Data for bounding box labeling:
______

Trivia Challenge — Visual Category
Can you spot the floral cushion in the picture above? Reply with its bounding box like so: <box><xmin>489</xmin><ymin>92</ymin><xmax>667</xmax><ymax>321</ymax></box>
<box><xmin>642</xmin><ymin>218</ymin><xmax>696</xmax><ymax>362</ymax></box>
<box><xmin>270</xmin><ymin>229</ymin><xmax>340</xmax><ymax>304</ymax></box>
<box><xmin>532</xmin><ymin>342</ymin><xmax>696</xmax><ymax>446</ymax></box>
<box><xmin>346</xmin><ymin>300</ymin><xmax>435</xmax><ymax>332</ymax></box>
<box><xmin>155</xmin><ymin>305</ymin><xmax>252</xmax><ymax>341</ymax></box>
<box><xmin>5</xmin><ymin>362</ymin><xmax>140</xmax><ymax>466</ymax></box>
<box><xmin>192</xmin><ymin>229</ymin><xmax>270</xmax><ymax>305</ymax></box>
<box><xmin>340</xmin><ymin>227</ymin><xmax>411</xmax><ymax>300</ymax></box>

______

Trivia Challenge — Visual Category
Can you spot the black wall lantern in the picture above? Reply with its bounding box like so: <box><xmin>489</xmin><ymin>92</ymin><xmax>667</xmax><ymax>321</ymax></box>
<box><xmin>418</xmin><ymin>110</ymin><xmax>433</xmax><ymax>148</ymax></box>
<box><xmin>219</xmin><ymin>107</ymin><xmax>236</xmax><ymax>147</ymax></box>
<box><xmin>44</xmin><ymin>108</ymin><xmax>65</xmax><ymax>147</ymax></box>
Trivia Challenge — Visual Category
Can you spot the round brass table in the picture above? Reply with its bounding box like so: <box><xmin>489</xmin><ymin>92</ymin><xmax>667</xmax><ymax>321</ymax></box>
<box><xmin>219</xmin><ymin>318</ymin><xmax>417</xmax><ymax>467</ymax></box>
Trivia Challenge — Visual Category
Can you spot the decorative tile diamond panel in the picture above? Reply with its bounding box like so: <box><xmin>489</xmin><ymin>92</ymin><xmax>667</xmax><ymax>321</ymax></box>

______

Pull out each line of the data above that contains the string "Reply", matching case exactly.

The output:
Can you spot the floral cushion in the picture above? Reply with its bounding box like so: <box><xmin>489</xmin><ymin>92</ymin><xmax>667</xmax><ymax>321</ymax></box>
Can you spot the black wall lantern in the picture above? Reply with its bounding box like so: <box><xmin>489</xmin><ymin>92</ymin><xmax>667</xmax><ymax>321</ymax></box>
Can you spot the round brass table in the picture above? Reply with its bounding box like so: <box><xmin>489</xmin><ymin>92</ymin><xmax>667</xmax><ymax>321</ymax></box>
Can you spot the decorative tile diamond panel in the picture above? Reply with its bounding box like so: <box><xmin>489</xmin><ymin>92</ymin><xmax>667</xmax><ymax>321</ymax></box>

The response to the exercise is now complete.